Dataset lines on where objects appear:
--------------------------------
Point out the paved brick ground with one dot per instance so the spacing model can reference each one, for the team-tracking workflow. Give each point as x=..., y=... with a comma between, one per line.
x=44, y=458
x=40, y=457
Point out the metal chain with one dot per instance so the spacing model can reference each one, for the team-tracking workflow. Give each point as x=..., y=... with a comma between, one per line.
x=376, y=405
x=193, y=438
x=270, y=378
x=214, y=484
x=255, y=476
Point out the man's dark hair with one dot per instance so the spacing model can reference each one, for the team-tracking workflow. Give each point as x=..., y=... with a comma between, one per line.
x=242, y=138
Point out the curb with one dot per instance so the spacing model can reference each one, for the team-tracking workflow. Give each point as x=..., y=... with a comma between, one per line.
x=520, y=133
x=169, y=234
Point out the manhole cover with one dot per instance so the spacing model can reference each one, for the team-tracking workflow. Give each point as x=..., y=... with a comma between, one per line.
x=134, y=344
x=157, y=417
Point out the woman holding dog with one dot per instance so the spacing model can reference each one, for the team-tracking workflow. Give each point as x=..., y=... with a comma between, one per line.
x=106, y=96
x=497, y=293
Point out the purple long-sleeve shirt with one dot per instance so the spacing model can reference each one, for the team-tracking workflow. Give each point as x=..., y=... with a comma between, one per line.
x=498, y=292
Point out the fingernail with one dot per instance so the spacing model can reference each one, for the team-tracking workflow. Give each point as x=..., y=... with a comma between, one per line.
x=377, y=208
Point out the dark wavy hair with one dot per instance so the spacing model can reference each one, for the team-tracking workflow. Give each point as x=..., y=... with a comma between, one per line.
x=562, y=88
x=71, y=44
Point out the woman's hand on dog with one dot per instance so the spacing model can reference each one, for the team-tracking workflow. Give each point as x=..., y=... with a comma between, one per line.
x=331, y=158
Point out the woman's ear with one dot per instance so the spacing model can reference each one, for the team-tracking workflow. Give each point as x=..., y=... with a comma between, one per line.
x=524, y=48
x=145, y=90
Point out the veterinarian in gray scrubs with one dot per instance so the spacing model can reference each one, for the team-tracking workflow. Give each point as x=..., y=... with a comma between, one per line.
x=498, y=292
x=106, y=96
--------------------------------
DIRECTIONS FOR THIS TASK:
Convert the lines above into a Markdown table with the columns Row and Line. Number each row and omit any blank lines.

OUTPUT OF THE EXERCISE:
| Row | Line |
|---|---|
| 1 | Point out the paved brick ground with one dot per instance so the spacing model can reference each one, for the team-tracking workflow. Give each point as x=..., y=... with a comma between, one per line. |
| 2 | x=44, y=458 |
| 3 | x=40, y=457 |
| 4 | Point out the metal chain with one dot per instance so the spacing model can reference each one, for the team-tracking workflow. Give each point as x=..., y=... with a comma between, one per line. |
| 5 | x=376, y=405 |
| 6 | x=193, y=438 |
| 7 | x=270, y=378 |
| 8 | x=214, y=484 |
| 9 | x=255, y=476 |
| 10 | Point out the man's dark hair with one dot per instance so the spacing model can reference each one, for the team-tracking workflow. Give each point as x=..., y=... with a comma between, one per line. |
| 11 | x=242, y=138 |
| 12 | Point out the curb with one dot per instance so the spacing model can reference each one, for the team-tracking workflow. Give each point as x=..., y=... with a comma between, one per line. |
| 13 | x=520, y=133 |
| 14 | x=169, y=234 |
| 15 | Point out the manhole cover with one dot per instance so the spacing model can reference each one, for the team-tracking workflow. Give each point as x=..., y=... with a comma between, one per line. |
| 16 | x=134, y=344 |
| 17 | x=157, y=417 |
| 18 | Point out the woman holding dog with one dot per instance so the spacing model can reference each one, for the team-tracking workflow. Give each point as x=..., y=... with a comma between, one per line. |
| 19 | x=106, y=96 |
| 20 | x=497, y=293 |
| 21 | Point out the purple long-sleeve shirt with one dot per instance so the spacing model can reference each one, for the team-tracking workflow. Give each point as x=..., y=... with a comma between, one per line. |
| 22 | x=498, y=292 |
| 23 | Point out the fingernail with one dot per instance so the spacing model can reference each one, for the team-tracking workflow. Give each point as x=..., y=... with a comma between, one per line. |
| 24 | x=377, y=208 |
| 25 | Point out the dark wavy hair with one dot per instance so the spacing model can reference each one, for the team-tracking workflow. Give each point as x=..., y=... with a comma between, one per line. |
| 26 | x=562, y=88 |
| 27 | x=71, y=44 |
| 28 | Point out the woman's hand on dog with one dot per instance so the spacing model can reference each one, for the team-tracking workflow. Give each point as x=..., y=... with a comma between, one per line. |
| 29 | x=331, y=158 |
| 30 | Point out the woman's ear with one dot per instance so the spacing model can reference each one, for the team-tracking workflow. Give each point as x=..., y=... with a comma between, one per line. |
| 31 | x=524, y=48 |
| 32 | x=145, y=90 |
| 33 | Point out the veterinarian in gray scrubs with one dot per instance so the spacing model can reference each one, for the team-tracking workflow. Give each point as x=..., y=... with a comma between, one per line. |
| 34 | x=498, y=292 |
| 35 | x=106, y=96 |